**Passage provided**
==================================================
In [11]:
import random
import re
import os
from HMM import unsupervised_HMM
from punctuation_dict import get_punctuation_dict
from punctuation_generator import get_punc
from syllable_dict import get_syllable_dict

In [12]:
text = open(os.path.join(os.getcwd(), 'data/shakespeare.txt')).read()

In [15]:
# Store a list of words to keep capitalized
cap_words = ["i'll", 'i', 'o']
punc_dict = get_punctuation_dict()

def process_word(word):
    '''
    This function takes as its input a word and returns the processed word by 
    getting rid of unnecessary punctuations / capitalizations. 
    ''' 
    # Exception "I'll" - confusion with ill should be manually taken care of
    if word == "I'll":
        return word
    
    # Convert to lowercase and remove punctuations not part of a word
    word = punc_dict[re.sub(r'[^\w]', '', word.lower())]

    # Keep certain words capitalized
    if word in cap_words:
        word = word.capitalize()
        
    return word

In [16]:
# Create rhyme dictionary

lines = [line.split() for line in text.split('\n') if line.split()]
sonnets = []
sonnet = []
for line in lines:
    if len(line) == 1:
        # Only store sonnets with 14 lines
        if len(sonnet) == 14:
            sonnets.append(sonnet)
        sonnet = []
        continue
    sonnet.append(line)

    
# This rhyme dictionary is a list of sets, where all the elements in each set rhyme with each other
rhyme_dict = []

def add_to_rhyme_dict(w1, w2):
    '''
    This function takes in a pair of rhyming words and adds them to the rhyme dictionary.
    '''
    # Flag indicating whehter at least one of the words is in the rhyme dict
    stored = False
    
    for group in rhyme_dict:
        if w1 in group:
            group.add(w2)
            stored = True
            break
        if w2 in group:
            group.add(w1)
            stored = True
            break
    
    if not stored:
        rhyme_dict.append({w1, w2})
        
        
for sonnet in sonnets:
    # Get all the rhyming pairs in the first 3 stanzas
    for i in [0, 1, 4, 5, 8, 9]:
        word1 = process_word(sonnet[i][-1])
        word2 = process_word(sonnet[i+2][-1])
        add_to_rhyme_dict(word1, word2)
    # Last two rows of a sonnet rhyme
    add_to_rhyme_dict(process_word(sonnet[12][-1]), process_word(sonnet[13][-1]))

In [17]:
def parse_observations(text):
    # Convert text to dataset.
    lines = [line.split() for line in text.split('\n') if line.split()]
    
    obs_counter = 0
    obs = []
    obs_map = {}

    # Iterate through all the lines of poems
    for line in lines:
        # Skip line with poem id (not an actual line of poem)
==================================================
**Given exercise A**
According to the sonnet-processing code, how many lines must a sonnet have for it to be stored?
==================================================
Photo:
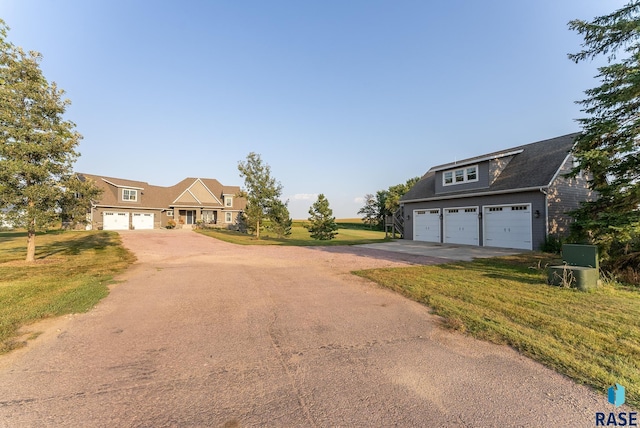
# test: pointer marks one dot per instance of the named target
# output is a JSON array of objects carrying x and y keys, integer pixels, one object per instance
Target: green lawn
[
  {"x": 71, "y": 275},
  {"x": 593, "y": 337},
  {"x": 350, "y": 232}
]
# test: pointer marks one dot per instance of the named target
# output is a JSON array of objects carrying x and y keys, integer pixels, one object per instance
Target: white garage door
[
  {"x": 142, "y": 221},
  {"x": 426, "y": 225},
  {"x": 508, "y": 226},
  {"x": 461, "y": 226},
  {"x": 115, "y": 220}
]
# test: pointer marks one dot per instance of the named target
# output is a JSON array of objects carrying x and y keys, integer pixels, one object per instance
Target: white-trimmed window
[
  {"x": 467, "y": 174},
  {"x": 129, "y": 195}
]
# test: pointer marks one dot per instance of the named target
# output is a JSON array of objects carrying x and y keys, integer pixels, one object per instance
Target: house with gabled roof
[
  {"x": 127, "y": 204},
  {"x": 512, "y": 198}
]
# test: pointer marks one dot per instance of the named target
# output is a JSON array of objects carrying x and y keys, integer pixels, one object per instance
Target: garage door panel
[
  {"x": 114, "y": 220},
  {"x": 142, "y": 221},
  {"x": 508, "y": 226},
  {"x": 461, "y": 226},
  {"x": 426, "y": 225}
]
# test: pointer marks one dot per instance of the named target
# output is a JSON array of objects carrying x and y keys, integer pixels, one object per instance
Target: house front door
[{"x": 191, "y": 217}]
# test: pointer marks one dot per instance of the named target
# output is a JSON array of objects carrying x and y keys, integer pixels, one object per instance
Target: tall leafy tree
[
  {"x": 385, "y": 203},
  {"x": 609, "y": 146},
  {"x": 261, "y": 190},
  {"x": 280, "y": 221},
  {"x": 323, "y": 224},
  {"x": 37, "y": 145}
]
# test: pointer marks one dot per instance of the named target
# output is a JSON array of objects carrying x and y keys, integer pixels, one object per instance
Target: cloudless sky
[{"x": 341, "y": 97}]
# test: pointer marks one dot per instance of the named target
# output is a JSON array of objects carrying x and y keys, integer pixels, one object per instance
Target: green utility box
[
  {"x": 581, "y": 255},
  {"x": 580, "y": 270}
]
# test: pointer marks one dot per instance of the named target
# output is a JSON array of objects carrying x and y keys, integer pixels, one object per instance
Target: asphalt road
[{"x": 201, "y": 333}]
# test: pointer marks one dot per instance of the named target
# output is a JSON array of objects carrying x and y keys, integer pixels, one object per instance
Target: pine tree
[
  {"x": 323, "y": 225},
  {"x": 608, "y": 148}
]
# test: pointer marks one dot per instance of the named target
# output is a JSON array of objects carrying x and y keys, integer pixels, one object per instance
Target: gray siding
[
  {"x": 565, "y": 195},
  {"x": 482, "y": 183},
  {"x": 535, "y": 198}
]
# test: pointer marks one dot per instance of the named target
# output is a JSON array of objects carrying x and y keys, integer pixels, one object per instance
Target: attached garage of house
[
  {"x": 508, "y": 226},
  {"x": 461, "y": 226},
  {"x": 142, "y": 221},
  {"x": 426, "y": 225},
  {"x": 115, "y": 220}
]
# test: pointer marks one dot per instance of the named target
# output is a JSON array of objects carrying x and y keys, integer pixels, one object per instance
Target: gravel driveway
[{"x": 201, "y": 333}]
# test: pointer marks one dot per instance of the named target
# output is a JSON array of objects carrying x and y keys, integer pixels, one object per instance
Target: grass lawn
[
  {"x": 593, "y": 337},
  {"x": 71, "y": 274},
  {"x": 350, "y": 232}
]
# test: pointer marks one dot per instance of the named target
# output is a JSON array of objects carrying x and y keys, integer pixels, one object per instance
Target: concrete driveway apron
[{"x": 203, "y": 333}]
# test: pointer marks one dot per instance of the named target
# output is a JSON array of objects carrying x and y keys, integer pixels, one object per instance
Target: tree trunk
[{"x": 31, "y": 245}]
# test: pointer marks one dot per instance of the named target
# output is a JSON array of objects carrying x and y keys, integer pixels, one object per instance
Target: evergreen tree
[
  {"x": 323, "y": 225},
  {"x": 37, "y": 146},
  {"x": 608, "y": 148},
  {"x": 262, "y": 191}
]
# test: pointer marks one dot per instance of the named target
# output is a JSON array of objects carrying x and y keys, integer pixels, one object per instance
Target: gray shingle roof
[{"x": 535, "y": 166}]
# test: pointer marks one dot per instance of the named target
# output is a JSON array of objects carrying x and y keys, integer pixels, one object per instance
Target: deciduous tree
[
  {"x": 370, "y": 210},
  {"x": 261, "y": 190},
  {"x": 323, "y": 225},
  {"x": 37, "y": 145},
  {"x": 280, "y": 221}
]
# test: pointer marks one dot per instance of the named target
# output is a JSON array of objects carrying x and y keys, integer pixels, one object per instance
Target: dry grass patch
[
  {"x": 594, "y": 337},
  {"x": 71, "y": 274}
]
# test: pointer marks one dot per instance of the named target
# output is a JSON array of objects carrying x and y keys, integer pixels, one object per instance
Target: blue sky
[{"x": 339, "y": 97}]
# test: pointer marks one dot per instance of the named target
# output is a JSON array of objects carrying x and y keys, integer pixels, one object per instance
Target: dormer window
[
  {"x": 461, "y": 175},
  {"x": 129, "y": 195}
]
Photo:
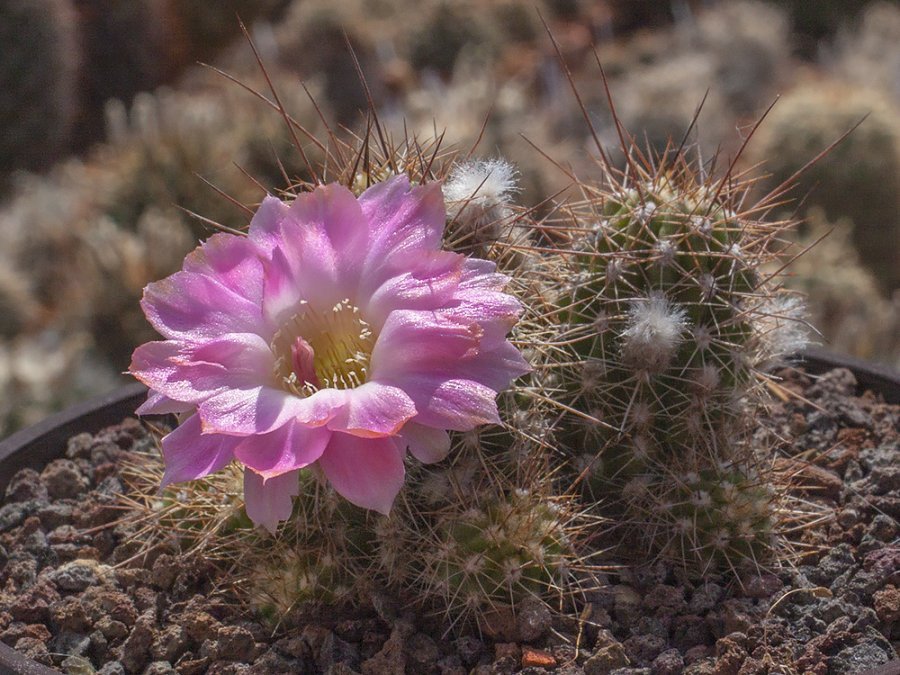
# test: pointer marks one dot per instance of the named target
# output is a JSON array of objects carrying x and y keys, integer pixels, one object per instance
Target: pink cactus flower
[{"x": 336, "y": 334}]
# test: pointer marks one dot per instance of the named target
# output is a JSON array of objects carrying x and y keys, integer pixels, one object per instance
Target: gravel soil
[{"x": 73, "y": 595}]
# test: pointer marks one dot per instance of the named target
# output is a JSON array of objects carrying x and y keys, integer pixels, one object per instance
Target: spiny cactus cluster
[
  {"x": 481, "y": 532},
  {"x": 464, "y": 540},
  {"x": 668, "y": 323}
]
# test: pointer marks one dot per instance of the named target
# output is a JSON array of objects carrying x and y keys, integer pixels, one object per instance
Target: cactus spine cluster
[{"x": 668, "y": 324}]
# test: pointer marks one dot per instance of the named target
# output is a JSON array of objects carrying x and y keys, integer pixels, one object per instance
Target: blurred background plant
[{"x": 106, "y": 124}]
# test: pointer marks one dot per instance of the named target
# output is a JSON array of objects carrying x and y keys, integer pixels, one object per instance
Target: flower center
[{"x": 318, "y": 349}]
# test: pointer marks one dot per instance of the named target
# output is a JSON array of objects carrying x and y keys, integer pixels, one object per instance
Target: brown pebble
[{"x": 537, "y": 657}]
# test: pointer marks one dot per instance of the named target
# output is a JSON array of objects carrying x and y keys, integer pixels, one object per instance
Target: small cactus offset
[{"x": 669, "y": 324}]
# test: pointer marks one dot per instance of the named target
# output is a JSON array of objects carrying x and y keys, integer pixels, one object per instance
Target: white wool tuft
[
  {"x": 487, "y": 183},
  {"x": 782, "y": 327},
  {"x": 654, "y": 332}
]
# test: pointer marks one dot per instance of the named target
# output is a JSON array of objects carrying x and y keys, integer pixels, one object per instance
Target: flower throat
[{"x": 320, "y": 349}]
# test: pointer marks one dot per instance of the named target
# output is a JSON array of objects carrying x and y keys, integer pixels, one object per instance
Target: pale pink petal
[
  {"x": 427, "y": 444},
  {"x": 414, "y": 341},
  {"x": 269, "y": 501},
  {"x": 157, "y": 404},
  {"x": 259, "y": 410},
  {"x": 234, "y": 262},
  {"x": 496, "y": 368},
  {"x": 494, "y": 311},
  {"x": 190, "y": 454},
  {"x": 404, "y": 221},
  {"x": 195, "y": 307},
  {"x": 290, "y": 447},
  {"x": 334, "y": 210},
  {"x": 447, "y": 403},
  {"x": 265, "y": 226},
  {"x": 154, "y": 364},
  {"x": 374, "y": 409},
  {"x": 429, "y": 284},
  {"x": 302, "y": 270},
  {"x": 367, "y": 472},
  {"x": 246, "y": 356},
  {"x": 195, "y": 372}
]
==================================================
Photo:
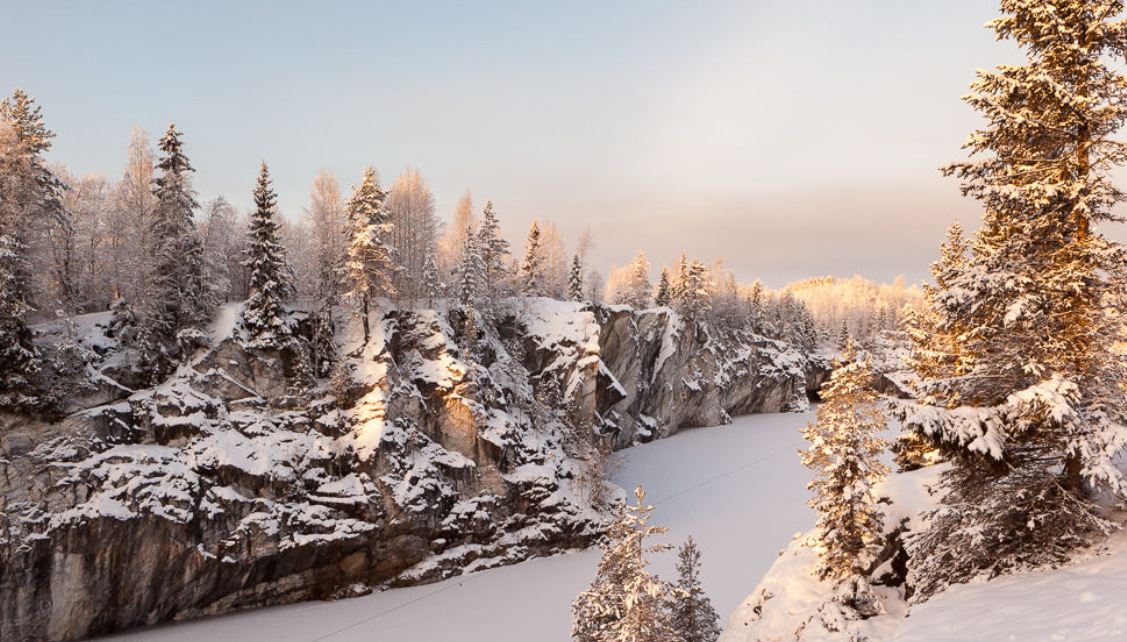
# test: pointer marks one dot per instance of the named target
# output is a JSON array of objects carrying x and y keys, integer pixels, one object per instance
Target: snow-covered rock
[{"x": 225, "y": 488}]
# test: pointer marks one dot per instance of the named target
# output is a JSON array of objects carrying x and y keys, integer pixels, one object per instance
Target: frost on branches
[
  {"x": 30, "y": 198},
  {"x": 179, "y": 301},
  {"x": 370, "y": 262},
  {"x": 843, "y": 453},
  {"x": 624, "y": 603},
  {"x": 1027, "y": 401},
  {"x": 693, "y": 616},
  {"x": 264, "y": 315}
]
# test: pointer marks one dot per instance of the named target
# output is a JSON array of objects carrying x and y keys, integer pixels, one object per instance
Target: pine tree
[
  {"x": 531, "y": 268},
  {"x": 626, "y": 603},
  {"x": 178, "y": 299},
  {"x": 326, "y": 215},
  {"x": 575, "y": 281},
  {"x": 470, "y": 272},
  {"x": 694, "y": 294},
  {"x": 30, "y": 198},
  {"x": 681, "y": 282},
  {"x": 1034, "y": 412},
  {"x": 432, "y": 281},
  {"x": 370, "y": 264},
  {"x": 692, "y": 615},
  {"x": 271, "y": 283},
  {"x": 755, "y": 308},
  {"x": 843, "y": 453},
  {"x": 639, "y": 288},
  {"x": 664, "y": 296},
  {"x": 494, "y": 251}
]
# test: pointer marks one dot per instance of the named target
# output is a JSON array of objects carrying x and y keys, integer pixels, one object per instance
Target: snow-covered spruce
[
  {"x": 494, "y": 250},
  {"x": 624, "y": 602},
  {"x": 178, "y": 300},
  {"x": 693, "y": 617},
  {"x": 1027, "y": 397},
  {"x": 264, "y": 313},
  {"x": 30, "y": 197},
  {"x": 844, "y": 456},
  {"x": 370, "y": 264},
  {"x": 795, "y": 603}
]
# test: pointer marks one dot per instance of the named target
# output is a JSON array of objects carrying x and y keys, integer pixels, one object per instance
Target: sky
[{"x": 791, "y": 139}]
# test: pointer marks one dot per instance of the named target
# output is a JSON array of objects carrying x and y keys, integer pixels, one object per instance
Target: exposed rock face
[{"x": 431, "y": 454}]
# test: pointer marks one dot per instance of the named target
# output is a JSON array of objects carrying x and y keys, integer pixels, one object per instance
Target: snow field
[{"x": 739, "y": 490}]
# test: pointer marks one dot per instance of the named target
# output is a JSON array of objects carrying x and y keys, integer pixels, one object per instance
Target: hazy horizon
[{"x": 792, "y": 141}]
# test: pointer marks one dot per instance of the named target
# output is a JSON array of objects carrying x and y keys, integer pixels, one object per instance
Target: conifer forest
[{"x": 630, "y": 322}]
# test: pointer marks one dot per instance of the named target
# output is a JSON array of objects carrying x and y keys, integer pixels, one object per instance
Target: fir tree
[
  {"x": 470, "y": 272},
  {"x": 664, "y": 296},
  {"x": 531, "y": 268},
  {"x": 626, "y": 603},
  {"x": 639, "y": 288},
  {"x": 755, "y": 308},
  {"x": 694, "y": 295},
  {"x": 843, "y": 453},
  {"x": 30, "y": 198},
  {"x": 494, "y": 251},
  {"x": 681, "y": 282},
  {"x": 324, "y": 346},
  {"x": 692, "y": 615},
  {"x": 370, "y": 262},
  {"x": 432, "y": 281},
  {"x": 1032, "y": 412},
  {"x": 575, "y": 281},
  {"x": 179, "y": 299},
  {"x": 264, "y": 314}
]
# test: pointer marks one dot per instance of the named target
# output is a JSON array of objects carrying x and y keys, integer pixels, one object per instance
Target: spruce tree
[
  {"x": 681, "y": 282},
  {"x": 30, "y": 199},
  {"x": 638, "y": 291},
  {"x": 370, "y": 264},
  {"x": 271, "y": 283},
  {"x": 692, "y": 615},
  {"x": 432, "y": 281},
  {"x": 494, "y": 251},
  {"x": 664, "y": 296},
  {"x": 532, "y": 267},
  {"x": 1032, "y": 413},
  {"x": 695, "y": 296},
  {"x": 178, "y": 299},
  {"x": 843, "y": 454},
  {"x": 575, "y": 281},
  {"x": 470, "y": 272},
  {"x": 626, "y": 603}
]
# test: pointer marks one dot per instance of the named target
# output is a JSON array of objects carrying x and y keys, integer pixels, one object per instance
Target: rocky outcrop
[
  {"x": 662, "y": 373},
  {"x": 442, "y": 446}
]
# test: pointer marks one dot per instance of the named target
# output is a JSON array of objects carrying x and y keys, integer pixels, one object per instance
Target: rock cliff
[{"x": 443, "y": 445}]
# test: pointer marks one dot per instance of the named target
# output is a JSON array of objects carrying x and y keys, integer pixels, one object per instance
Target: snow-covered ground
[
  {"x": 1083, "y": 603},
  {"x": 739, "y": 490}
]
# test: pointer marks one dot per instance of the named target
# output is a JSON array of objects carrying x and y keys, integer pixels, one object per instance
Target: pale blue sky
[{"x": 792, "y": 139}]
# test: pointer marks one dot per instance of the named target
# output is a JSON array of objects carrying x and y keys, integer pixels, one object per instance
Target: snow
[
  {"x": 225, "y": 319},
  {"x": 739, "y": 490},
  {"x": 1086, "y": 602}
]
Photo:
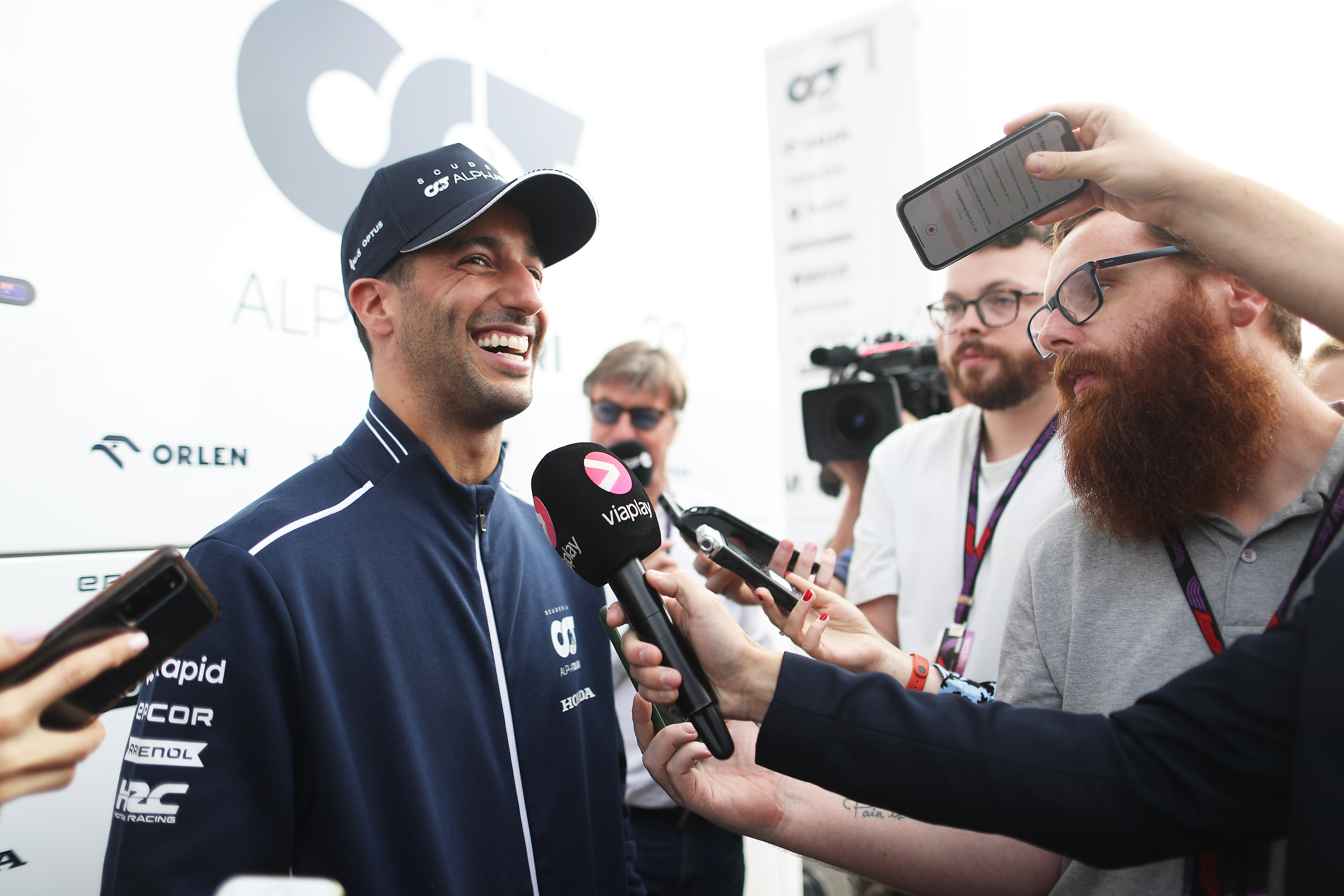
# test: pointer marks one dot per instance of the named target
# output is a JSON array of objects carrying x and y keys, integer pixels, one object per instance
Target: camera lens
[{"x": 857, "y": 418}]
==================================================
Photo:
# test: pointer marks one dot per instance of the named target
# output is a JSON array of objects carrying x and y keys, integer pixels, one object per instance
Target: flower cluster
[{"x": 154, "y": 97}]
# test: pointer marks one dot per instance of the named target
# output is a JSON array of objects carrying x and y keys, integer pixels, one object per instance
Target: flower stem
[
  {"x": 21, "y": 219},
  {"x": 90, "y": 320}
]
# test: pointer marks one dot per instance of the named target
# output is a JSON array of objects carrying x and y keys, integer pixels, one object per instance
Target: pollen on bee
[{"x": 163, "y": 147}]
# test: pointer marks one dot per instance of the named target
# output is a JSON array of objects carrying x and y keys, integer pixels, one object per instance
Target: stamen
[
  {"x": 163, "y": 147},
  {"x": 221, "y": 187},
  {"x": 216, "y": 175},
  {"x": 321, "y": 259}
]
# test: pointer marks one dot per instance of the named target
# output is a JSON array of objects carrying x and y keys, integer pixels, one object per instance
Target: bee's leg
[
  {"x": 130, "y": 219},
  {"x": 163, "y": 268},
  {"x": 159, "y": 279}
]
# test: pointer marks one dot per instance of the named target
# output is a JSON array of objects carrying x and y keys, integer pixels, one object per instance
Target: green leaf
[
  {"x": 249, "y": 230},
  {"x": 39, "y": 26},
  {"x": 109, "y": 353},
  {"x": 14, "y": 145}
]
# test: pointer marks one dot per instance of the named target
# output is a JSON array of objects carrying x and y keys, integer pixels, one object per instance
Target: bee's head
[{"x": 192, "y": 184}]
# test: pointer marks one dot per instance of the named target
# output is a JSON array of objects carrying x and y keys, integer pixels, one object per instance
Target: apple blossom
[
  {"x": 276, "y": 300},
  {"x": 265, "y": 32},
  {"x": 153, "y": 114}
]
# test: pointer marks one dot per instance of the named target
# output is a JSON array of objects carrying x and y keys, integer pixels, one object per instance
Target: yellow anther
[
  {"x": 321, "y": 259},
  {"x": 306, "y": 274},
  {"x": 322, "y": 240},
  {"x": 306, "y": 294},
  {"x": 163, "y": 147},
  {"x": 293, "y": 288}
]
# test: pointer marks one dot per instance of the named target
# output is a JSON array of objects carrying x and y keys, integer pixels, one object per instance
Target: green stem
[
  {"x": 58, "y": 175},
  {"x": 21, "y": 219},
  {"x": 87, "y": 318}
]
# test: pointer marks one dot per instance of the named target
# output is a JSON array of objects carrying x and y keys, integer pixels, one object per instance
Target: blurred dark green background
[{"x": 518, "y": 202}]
==================================================
**Given exercise B**
Show every line of the records that contains the word "blurred".

**Exercise result A**
14 lines.

**Exercise result B**
Target: blurred background plant
Target: blurred dark green background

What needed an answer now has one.